━━━ Material for this task ━━━

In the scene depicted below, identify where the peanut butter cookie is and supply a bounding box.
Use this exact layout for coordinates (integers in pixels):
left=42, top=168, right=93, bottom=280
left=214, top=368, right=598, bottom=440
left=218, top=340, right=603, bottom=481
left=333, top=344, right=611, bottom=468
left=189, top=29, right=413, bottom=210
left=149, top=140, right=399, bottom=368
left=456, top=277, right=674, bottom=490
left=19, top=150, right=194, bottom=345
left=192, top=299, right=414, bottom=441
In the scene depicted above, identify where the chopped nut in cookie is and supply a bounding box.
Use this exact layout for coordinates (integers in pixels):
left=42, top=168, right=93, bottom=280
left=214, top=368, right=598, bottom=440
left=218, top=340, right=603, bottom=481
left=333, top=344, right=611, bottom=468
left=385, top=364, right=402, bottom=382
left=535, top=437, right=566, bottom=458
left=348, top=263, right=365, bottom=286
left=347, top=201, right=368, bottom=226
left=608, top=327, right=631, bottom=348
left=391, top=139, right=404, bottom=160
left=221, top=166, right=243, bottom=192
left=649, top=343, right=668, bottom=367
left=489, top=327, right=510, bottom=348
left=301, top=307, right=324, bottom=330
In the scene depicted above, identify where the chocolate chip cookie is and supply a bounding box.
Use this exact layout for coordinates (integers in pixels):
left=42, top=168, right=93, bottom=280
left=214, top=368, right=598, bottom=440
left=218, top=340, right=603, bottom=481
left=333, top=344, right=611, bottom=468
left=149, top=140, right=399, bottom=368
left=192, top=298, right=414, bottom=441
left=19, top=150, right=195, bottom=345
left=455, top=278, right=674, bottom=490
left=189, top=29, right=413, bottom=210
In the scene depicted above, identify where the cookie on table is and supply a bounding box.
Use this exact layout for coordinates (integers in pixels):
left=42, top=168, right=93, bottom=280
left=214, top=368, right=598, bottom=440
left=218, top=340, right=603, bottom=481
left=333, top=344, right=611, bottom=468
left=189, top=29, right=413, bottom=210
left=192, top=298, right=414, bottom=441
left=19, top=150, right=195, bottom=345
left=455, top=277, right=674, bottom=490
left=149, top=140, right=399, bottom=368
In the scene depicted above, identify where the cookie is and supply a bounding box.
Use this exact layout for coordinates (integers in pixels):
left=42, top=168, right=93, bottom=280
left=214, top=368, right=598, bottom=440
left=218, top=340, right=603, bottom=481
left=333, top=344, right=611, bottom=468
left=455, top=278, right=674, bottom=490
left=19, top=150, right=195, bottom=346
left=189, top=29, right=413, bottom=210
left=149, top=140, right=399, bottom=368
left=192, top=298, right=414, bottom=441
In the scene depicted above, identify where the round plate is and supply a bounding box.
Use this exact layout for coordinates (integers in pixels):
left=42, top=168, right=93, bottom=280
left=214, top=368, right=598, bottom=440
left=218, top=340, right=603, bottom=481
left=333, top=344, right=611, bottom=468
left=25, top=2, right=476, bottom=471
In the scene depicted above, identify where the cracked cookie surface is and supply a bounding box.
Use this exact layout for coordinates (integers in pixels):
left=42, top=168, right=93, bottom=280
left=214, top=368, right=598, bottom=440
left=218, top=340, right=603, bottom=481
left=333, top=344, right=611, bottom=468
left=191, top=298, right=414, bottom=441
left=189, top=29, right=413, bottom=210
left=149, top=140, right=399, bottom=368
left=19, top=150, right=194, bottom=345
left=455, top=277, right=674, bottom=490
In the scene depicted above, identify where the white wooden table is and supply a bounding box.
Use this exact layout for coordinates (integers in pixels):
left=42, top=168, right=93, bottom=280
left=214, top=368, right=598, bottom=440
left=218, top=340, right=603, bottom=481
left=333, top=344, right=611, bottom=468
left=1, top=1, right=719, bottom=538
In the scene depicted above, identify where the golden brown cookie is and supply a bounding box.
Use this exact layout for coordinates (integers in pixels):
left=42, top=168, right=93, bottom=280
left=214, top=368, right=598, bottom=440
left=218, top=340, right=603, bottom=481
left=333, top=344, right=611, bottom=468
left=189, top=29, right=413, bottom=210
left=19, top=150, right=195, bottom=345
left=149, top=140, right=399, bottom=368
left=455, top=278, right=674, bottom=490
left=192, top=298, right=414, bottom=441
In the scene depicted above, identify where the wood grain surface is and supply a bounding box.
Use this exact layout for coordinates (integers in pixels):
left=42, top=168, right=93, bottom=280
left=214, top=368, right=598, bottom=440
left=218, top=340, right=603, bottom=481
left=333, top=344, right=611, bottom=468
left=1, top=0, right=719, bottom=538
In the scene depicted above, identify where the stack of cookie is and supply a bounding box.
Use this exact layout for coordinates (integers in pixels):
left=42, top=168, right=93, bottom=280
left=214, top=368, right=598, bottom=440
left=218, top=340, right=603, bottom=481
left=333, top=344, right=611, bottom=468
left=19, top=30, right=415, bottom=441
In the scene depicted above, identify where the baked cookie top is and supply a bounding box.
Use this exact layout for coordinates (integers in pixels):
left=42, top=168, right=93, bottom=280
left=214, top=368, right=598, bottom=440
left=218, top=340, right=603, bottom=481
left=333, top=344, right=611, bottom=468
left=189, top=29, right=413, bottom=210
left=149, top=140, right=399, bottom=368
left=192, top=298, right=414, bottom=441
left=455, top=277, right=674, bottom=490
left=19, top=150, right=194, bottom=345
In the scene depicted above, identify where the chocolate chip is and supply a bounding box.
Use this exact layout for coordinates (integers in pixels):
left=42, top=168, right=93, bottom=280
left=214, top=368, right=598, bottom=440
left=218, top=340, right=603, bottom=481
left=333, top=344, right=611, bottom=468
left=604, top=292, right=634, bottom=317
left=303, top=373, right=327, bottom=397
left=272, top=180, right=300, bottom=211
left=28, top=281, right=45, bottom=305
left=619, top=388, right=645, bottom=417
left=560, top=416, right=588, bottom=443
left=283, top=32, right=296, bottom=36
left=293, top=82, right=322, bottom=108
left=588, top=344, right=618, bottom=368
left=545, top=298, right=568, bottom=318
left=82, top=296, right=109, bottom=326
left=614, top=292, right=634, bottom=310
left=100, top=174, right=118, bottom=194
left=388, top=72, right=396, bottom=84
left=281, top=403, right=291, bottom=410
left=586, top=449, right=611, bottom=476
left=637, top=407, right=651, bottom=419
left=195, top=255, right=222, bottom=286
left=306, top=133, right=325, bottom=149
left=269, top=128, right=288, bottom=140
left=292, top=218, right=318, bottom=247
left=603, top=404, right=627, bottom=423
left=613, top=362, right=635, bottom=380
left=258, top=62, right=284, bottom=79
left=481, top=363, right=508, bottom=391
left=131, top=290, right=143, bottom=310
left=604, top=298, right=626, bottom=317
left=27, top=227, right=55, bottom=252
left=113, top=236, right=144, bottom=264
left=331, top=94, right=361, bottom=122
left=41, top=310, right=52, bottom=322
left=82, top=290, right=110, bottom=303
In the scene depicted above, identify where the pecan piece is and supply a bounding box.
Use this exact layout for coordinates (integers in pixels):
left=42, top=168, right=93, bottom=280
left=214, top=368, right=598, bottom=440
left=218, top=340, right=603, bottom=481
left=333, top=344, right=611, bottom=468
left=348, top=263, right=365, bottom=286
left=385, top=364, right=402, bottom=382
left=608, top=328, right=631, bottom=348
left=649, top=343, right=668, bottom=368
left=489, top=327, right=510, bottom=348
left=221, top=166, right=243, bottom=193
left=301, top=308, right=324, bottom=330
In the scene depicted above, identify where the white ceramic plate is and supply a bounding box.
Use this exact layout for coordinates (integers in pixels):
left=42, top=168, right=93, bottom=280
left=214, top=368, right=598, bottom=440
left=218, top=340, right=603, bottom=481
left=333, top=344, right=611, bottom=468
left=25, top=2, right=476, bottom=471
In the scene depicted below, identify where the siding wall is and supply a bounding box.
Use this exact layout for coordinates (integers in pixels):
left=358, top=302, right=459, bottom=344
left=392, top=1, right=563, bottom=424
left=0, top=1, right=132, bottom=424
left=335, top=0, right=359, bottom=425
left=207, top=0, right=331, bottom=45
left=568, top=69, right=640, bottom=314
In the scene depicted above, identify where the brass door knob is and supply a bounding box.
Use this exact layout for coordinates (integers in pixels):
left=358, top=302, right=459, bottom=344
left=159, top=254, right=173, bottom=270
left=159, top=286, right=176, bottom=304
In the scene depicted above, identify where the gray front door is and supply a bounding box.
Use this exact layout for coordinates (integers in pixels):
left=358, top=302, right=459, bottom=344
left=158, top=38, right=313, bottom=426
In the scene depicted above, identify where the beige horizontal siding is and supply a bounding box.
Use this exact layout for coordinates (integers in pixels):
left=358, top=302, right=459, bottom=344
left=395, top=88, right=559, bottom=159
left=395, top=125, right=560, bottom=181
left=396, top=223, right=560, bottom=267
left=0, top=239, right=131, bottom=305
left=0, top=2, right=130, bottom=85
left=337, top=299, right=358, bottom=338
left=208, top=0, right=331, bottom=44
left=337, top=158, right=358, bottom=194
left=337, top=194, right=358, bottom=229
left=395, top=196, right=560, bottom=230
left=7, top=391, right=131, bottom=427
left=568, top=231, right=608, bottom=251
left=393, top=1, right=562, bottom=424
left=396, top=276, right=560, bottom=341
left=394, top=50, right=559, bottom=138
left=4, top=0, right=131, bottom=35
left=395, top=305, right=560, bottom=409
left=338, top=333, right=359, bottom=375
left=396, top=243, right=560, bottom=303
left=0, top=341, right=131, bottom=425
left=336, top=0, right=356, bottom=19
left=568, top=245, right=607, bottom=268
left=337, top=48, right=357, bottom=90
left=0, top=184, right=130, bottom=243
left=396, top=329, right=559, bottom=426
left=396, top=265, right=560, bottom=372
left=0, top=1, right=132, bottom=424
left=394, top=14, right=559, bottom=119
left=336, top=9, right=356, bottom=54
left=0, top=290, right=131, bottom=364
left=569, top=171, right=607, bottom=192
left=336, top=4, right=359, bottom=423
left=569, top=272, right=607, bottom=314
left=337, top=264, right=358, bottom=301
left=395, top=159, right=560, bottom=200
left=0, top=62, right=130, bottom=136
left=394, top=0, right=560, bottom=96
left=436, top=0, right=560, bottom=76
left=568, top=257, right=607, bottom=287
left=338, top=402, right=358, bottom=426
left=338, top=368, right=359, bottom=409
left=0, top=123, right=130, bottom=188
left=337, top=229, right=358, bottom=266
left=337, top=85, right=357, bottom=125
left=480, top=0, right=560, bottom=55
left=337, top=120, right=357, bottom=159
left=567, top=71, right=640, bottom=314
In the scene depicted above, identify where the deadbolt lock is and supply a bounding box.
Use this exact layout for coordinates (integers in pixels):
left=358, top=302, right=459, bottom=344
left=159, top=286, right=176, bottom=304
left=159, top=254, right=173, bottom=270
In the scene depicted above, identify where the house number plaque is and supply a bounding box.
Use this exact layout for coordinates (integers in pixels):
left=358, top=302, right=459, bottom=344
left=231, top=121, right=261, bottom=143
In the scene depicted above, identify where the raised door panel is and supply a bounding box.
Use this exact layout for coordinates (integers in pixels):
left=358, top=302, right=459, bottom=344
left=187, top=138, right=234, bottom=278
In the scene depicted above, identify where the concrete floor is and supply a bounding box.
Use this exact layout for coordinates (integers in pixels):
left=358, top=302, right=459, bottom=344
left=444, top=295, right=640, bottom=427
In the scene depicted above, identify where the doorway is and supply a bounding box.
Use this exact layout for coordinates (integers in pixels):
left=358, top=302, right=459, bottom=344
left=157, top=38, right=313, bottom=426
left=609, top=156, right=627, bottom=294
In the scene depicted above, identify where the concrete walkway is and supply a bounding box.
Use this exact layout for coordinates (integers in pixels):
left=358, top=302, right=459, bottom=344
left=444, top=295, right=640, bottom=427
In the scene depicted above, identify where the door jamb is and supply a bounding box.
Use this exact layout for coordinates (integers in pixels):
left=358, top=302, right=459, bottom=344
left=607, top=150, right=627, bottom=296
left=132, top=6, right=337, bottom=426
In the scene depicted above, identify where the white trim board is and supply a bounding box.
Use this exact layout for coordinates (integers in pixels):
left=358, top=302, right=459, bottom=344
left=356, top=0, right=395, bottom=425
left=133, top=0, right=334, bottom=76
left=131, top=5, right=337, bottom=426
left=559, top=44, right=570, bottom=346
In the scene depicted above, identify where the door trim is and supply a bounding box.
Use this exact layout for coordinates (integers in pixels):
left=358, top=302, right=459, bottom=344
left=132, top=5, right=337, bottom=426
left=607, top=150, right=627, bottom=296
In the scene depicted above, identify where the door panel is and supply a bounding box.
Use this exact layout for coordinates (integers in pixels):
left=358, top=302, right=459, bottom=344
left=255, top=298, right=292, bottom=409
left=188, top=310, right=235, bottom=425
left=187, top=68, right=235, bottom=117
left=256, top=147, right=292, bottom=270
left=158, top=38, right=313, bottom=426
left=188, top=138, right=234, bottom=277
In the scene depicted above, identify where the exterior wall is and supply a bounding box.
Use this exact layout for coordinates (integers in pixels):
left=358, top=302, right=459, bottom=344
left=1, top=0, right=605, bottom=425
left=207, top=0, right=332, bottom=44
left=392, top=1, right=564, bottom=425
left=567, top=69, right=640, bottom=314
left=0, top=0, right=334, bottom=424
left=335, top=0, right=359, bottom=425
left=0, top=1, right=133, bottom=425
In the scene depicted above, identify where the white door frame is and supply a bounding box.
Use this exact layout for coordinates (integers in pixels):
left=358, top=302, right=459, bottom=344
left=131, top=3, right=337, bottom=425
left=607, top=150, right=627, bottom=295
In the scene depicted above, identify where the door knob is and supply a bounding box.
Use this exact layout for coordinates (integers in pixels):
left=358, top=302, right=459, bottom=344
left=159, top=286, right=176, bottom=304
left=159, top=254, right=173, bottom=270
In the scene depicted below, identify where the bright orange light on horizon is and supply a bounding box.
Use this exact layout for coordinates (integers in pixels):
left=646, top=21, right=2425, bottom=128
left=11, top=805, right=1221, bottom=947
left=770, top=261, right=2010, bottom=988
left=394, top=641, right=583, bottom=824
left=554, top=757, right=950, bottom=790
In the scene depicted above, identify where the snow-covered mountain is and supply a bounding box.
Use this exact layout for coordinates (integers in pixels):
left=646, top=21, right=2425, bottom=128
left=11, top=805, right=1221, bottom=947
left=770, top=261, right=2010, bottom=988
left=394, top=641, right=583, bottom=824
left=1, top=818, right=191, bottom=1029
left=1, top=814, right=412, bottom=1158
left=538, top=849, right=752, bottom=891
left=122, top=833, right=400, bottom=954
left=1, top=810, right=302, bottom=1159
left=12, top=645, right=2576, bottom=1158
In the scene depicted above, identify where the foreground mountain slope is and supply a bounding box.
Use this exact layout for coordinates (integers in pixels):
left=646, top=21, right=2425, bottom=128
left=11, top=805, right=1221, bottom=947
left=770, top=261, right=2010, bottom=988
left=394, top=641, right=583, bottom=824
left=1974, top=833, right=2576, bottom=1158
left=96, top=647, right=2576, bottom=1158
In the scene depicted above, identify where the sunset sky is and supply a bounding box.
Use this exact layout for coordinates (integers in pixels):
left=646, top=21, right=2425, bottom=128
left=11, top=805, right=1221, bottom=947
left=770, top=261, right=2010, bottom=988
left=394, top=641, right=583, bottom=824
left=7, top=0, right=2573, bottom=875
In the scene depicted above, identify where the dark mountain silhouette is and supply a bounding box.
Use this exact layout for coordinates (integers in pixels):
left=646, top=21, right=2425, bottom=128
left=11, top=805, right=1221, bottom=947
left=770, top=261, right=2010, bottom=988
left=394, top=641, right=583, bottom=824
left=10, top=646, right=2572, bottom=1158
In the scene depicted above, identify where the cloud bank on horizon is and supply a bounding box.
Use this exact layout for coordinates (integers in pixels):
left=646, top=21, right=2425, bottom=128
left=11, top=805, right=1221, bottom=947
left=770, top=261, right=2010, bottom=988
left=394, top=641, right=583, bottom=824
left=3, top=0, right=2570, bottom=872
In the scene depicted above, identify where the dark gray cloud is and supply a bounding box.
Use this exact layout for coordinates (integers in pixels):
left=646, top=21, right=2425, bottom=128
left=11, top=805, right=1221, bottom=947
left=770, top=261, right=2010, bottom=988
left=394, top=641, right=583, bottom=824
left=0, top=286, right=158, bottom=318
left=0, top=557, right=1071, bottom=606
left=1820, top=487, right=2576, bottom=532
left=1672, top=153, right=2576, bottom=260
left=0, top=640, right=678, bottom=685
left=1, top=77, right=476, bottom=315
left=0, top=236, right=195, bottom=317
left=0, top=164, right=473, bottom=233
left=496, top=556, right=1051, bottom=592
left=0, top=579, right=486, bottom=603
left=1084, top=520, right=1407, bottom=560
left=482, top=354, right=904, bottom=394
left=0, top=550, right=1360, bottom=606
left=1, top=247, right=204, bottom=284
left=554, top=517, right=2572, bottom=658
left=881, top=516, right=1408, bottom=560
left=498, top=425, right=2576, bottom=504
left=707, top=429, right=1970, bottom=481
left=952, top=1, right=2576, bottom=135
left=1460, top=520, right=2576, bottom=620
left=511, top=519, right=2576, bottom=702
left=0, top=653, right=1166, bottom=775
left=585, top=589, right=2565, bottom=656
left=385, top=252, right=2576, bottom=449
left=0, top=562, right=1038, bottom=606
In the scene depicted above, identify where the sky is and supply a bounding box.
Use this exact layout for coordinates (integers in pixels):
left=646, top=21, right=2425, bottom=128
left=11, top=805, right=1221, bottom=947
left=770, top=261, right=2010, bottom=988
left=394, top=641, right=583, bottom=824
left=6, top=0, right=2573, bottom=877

━━━

▶ Exercise
The word "table" appears in some lines above. Return every one of those lines.

▶ Answer to the exercise
In the scene depicted above, identify where the cookie on table is and supply a bounding box.
In the scene depicted above, identify where the white wooden table is and supply a bounding box.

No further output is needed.